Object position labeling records
[start]
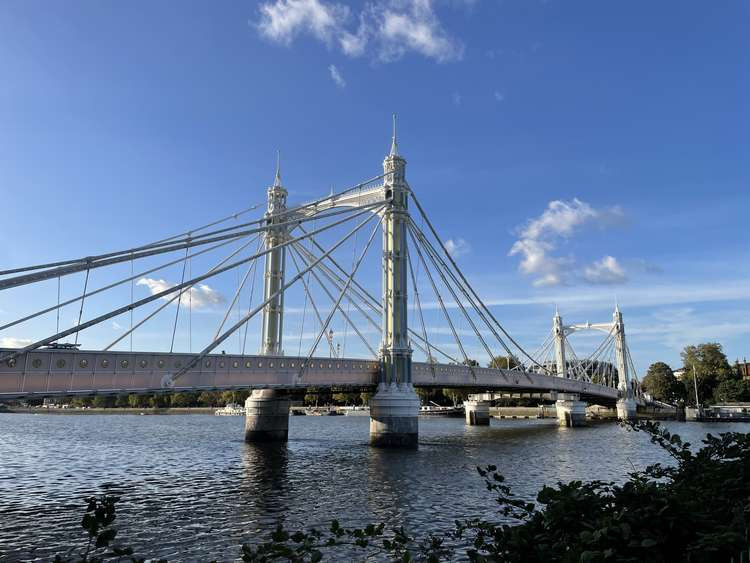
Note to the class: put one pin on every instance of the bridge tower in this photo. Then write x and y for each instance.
(559, 331)
(571, 411)
(394, 409)
(266, 410)
(626, 406)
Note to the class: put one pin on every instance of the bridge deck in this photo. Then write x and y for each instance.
(52, 372)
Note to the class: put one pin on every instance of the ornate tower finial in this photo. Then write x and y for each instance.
(394, 144)
(277, 180)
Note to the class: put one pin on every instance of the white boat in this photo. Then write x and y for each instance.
(232, 409)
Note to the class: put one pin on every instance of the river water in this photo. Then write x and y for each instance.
(193, 490)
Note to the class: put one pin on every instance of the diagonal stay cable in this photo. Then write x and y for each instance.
(468, 285)
(170, 290)
(251, 314)
(309, 297)
(252, 294)
(148, 245)
(174, 298)
(344, 314)
(179, 302)
(458, 302)
(110, 286)
(356, 290)
(442, 304)
(116, 258)
(430, 249)
(430, 358)
(314, 347)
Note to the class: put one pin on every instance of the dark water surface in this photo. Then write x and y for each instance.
(193, 490)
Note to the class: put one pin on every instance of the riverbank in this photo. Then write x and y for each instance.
(130, 411)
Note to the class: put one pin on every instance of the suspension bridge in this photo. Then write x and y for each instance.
(429, 322)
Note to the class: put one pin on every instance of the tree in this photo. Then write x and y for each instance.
(711, 368)
(732, 391)
(183, 399)
(208, 399)
(661, 383)
(103, 402)
(504, 362)
(138, 401)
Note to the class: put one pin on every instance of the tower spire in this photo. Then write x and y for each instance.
(394, 144)
(277, 180)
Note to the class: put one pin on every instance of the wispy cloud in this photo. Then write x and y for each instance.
(336, 76)
(606, 270)
(561, 220)
(457, 247)
(199, 297)
(387, 30)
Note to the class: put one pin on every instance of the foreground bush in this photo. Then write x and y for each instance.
(696, 510)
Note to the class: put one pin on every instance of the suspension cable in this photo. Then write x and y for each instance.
(251, 314)
(340, 297)
(346, 316)
(80, 312)
(442, 305)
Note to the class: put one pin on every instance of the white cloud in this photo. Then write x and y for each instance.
(457, 247)
(561, 220)
(283, 20)
(336, 76)
(11, 342)
(606, 270)
(388, 28)
(199, 296)
(413, 26)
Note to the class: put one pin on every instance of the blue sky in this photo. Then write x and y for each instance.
(574, 153)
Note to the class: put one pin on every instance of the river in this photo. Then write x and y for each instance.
(193, 490)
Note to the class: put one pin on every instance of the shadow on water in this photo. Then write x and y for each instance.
(264, 488)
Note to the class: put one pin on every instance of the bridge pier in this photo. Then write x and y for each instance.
(267, 416)
(394, 416)
(571, 411)
(626, 409)
(477, 412)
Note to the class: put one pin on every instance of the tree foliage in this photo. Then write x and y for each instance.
(662, 385)
(696, 509)
(711, 368)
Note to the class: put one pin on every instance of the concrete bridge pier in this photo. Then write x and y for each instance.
(571, 411)
(477, 412)
(267, 416)
(394, 416)
(626, 409)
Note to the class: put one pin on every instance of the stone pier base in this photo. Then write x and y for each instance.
(570, 410)
(394, 416)
(477, 413)
(626, 409)
(267, 416)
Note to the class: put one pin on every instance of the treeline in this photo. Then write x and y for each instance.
(704, 367)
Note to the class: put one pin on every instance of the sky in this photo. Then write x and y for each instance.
(571, 154)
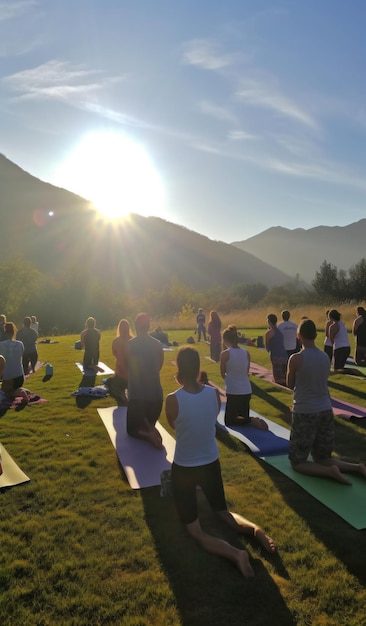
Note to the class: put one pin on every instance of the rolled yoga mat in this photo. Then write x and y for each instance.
(12, 474)
(142, 463)
(349, 502)
(262, 443)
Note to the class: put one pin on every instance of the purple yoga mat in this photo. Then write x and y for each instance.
(141, 462)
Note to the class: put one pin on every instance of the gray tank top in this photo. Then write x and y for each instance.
(311, 393)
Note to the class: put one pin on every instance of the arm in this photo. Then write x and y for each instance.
(248, 353)
(356, 324)
(267, 338)
(333, 330)
(171, 409)
(224, 357)
(218, 401)
(294, 363)
(161, 357)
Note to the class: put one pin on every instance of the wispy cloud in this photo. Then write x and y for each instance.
(242, 77)
(206, 53)
(218, 112)
(241, 135)
(13, 9)
(58, 80)
(256, 93)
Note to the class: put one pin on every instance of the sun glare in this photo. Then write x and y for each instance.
(116, 174)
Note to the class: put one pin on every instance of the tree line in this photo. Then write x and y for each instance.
(63, 303)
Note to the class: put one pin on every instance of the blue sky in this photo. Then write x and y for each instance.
(225, 117)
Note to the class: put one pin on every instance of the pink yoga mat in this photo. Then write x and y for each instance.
(345, 410)
(141, 462)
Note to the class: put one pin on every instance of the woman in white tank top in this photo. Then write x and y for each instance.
(339, 338)
(234, 368)
(192, 412)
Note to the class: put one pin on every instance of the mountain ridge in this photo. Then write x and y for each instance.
(304, 250)
(58, 231)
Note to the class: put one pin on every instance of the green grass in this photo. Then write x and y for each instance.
(79, 547)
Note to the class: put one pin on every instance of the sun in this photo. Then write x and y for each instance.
(116, 174)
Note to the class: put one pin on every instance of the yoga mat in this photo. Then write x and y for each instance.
(12, 474)
(349, 502)
(262, 443)
(38, 365)
(141, 462)
(17, 403)
(106, 369)
(345, 410)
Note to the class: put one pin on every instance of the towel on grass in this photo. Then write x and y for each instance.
(105, 369)
(12, 475)
(262, 443)
(99, 391)
(349, 502)
(142, 463)
(6, 402)
(342, 409)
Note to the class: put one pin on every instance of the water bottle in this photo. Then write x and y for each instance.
(49, 369)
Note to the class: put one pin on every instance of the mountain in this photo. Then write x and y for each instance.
(58, 231)
(302, 252)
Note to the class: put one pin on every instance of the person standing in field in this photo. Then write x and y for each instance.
(192, 411)
(201, 325)
(118, 383)
(289, 333)
(35, 324)
(359, 331)
(339, 338)
(234, 369)
(13, 375)
(2, 327)
(145, 358)
(312, 429)
(273, 341)
(90, 338)
(214, 330)
(328, 346)
(28, 337)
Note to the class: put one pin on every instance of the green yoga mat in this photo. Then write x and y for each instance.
(349, 502)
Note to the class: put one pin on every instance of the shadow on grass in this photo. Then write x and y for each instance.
(83, 401)
(340, 387)
(207, 588)
(341, 539)
(268, 397)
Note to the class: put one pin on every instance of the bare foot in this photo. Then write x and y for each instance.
(151, 436)
(337, 475)
(257, 422)
(244, 565)
(265, 540)
(361, 468)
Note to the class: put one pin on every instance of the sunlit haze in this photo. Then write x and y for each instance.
(115, 173)
(225, 117)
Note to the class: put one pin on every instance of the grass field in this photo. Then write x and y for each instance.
(79, 547)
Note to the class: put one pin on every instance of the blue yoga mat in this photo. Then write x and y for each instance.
(262, 443)
(349, 502)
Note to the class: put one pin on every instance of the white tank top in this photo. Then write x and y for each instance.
(341, 339)
(236, 378)
(195, 427)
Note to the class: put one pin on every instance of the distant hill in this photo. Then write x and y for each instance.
(55, 229)
(303, 251)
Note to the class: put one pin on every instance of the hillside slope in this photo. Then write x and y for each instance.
(57, 231)
(303, 251)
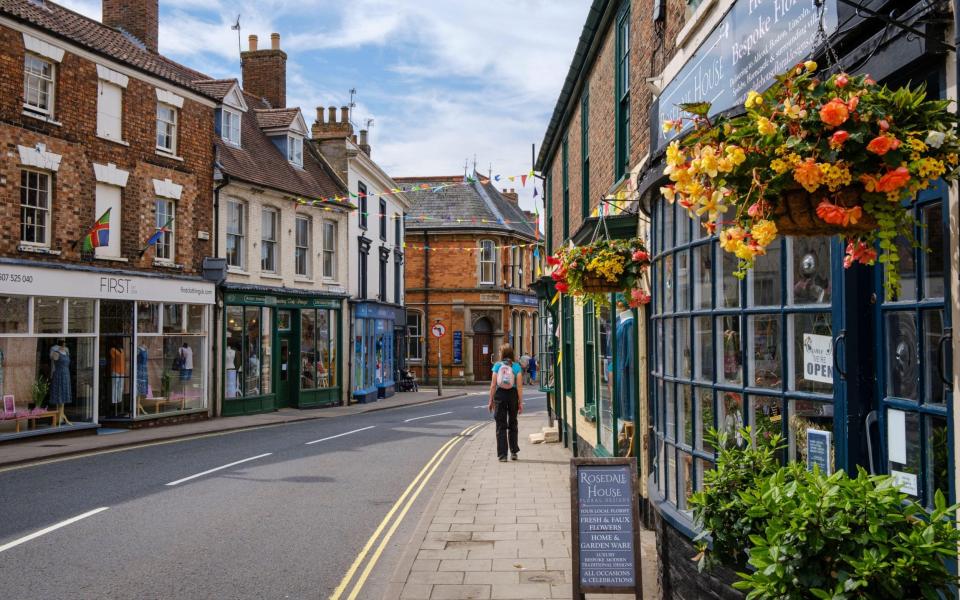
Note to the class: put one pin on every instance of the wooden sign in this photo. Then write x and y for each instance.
(605, 517)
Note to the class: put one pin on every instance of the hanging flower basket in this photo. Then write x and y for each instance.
(603, 267)
(813, 157)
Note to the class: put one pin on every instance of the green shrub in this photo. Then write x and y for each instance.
(719, 509)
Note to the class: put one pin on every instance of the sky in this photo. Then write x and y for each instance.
(443, 80)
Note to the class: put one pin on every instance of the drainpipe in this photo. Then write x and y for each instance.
(222, 180)
(426, 306)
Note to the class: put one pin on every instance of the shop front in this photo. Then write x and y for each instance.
(374, 327)
(280, 350)
(80, 347)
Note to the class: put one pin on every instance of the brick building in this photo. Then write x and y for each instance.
(94, 123)
(284, 319)
(470, 260)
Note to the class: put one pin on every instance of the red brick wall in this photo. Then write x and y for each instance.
(76, 141)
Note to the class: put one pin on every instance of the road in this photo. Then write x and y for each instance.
(278, 512)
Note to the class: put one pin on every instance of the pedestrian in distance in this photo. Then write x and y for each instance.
(506, 402)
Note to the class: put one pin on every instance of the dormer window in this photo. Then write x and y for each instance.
(295, 150)
(230, 126)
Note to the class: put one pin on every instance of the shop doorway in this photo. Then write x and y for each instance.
(483, 353)
(287, 385)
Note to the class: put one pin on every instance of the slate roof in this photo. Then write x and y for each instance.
(93, 35)
(261, 163)
(476, 205)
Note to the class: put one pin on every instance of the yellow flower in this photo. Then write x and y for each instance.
(753, 99)
(764, 232)
(765, 126)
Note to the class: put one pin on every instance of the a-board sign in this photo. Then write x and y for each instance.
(605, 525)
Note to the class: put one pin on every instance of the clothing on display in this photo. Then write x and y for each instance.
(60, 376)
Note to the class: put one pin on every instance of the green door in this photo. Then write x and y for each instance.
(286, 376)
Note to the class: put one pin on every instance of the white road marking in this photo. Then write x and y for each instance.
(47, 530)
(207, 472)
(449, 412)
(340, 435)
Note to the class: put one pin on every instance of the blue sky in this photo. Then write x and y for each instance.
(444, 80)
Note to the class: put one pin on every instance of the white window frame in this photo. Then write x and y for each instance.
(415, 336)
(302, 247)
(485, 262)
(295, 150)
(170, 126)
(45, 212)
(102, 131)
(330, 234)
(230, 127)
(166, 209)
(40, 80)
(239, 235)
(266, 242)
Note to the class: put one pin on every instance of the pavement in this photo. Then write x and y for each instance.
(500, 530)
(52, 446)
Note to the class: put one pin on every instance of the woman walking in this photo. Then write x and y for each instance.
(506, 401)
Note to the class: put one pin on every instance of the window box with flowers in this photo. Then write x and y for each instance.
(814, 156)
(603, 267)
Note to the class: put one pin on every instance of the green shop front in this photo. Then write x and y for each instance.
(280, 351)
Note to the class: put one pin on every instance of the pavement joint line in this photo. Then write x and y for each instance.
(449, 412)
(51, 528)
(214, 470)
(396, 523)
(198, 436)
(340, 435)
(348, 576)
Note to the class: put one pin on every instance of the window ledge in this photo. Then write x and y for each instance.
(121, 142)
(38, 250)
(695, 22)
(41, 117)
(169, 155)
(167, 264)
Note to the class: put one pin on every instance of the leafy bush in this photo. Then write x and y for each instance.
(809, 535)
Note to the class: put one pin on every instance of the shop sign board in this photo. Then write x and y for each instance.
(818, 358)
(818, 450)
(39, 281)
(605, 520)
(457, 347)
(755, 41)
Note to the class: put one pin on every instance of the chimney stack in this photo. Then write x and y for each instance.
(139, 18)
(265, 71)
(331, 129)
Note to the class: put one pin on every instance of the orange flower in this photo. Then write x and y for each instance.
(893, 180)
(834, 112)
(808, 175)
(882, 144)
(838, 215)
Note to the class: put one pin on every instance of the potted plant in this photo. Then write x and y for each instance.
(814, 156)
(38, 392)
(602, 267)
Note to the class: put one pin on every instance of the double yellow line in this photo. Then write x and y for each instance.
(405, 501)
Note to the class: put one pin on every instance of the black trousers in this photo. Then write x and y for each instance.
(506, 404)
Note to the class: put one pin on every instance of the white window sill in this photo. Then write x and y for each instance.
(121, 142)
(695, 22)
(166, 154)
(38, 249)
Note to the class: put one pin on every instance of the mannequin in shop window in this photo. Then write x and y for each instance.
(60, 393)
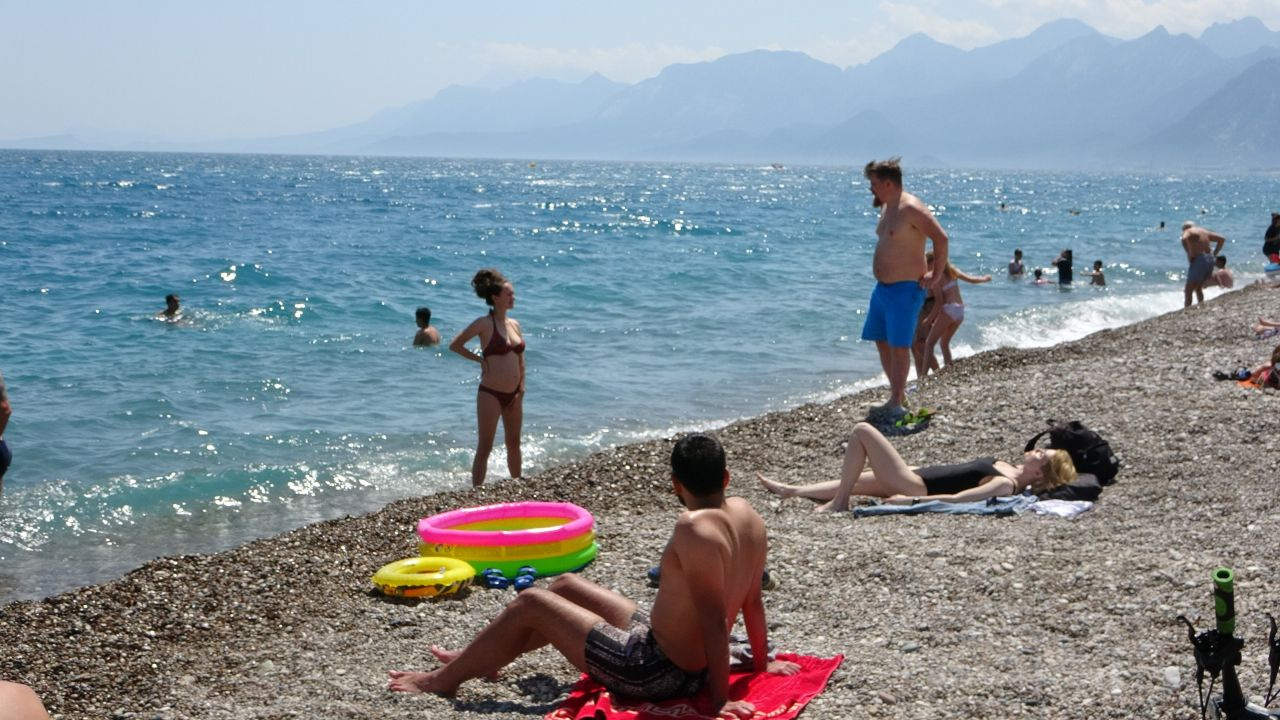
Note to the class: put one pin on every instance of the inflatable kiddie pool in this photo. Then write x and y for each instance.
(549, 537)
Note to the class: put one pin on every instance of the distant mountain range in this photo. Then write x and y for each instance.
(1064, 96)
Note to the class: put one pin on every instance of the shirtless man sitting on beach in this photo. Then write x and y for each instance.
(1196, 241)
(901, 274)
(711, 572)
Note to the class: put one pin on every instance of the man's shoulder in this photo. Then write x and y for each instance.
(736, 513)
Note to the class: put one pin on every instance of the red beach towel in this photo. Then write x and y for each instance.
(776, 697)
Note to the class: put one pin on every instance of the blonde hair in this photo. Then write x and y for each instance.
(1057, 470)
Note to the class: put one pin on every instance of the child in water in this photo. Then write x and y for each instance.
(1096, 273)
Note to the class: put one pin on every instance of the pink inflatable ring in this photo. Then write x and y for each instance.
(506, 524)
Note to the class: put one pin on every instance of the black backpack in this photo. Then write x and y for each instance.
(1088, 450)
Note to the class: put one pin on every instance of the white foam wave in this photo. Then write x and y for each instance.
(1043, 326)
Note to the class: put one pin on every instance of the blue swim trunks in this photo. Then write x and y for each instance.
(894, 311)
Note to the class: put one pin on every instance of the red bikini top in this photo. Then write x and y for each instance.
(499, 345)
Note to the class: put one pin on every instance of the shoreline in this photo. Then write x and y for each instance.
(126, 552)
(970, 616)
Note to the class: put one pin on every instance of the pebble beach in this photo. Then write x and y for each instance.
(936, 615)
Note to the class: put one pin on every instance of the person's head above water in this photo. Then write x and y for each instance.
(698, 464)
(488, 285)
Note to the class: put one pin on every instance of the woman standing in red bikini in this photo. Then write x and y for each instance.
(502, 372)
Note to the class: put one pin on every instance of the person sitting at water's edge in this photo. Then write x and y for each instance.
(873, 466)
(1271, 240)
(426, 335)
(711, 572)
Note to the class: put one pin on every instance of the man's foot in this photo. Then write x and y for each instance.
(891, 411)
(406, 682)
(447, 656)
(776, 487)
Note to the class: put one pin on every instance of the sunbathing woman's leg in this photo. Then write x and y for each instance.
(888, 474)
(824, 490)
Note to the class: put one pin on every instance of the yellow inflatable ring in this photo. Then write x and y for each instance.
(424, 577)
(480, 554)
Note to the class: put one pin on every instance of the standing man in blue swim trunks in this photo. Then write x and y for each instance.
(1196, 241)
(901, 274)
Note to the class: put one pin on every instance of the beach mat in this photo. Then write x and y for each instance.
(777, 697)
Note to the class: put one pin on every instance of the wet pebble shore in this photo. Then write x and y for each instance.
(937, 616)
[end]
> _Exercise objective_:
Update the records from the line containing "of the mannequin" up to and including the line containing "(1096, 273)", replacing "photo" with "image" and leaving everything else unchanged. Give only those lines, and leave the pictures out.

> _The response_:
Note to the class: put one pin on every instance of the mannequin in shop window in this image. Then write x and y for each instance.
(60, 393)
Note to the class: put one pin on every instance of the inflatable kiddie pool in this image. Then write x and y for each instance.
(549, 537)
Note to the class: put one pin on every instance of the distant mountain range in this image. Then write x and y for each instance.
(1064, 96)
Note to the class: put one pin on every instance of the shirtless man sitting on beach in this image. Then write x and y for each instance.
(1196, 241)
(901, 274)
(711, 572)
Note to the class: put one pin on every instance of the man's shoulder in this image. Then write x and y for each instance.
(736, 513)
Note to the class: put one pin on every instance of the red beach towel in this image. Then write x and y for each instance.
(776, 697)
Note to the class: put one pin on every instance of the blonde hair in this image. Then write x and y for each instance.
(1057, 470)
Note to the class: put one pin on every instance of the child in water in this image. Then write x and y for each instance.
(1096, 273)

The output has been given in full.